DATA TO USE: Begin

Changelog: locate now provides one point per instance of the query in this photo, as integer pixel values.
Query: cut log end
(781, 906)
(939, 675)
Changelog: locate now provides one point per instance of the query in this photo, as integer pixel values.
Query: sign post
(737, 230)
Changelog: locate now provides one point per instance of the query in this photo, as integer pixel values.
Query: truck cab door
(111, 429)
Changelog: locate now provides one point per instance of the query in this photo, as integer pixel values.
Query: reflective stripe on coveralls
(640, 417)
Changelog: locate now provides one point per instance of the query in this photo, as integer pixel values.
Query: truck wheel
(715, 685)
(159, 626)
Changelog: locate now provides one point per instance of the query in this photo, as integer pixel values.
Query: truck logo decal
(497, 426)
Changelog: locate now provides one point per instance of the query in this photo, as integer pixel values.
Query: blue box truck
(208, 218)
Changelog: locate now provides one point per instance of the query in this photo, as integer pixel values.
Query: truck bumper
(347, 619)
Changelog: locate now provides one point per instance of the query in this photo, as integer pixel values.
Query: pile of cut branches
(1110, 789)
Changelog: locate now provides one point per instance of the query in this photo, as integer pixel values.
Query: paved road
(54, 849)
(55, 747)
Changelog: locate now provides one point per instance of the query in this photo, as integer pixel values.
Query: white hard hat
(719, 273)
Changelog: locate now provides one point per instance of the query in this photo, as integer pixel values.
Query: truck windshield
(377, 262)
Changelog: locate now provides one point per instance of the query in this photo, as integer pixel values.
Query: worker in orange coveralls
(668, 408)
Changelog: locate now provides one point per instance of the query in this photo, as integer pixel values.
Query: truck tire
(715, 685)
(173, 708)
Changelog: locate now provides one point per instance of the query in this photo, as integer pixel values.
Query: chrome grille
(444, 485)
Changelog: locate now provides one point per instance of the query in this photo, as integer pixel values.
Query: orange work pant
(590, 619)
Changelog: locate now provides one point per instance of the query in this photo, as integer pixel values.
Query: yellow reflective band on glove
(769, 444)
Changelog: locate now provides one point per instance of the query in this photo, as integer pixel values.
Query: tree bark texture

DATA TO USE: End

| WORK TO COMPLETE |
The answer should be nothing more than the lines from the one with "Query: worker in orange coveralls" through the end of the entries, restated word for word.

| WRITTEN RESPONSE |
Query: worker in orange coveralls
(668, 408)
Changelog: locate now provides one point per instance of the query in this photo, as integer pixel values.
Query: truck tire
(715, 685)
(173, 708)
Changelog: locate now provides one point per instance of the query in this photo, as integer pixel values.
Query: chrome grille
(444, 485)
Changelog: locate now provides one point per instance of the query in this photo, as integer pixel values.
Query: orange work pant
(590, 619)
Changelog: locate now provides one point per instance of the query in this photo, as integer pixel values.
Query: yellow reflective band on glove
(769, 444)
Changelog: locate now provides one point per instance of the query in this photo, as integer pixel values.
Query: tree bark texture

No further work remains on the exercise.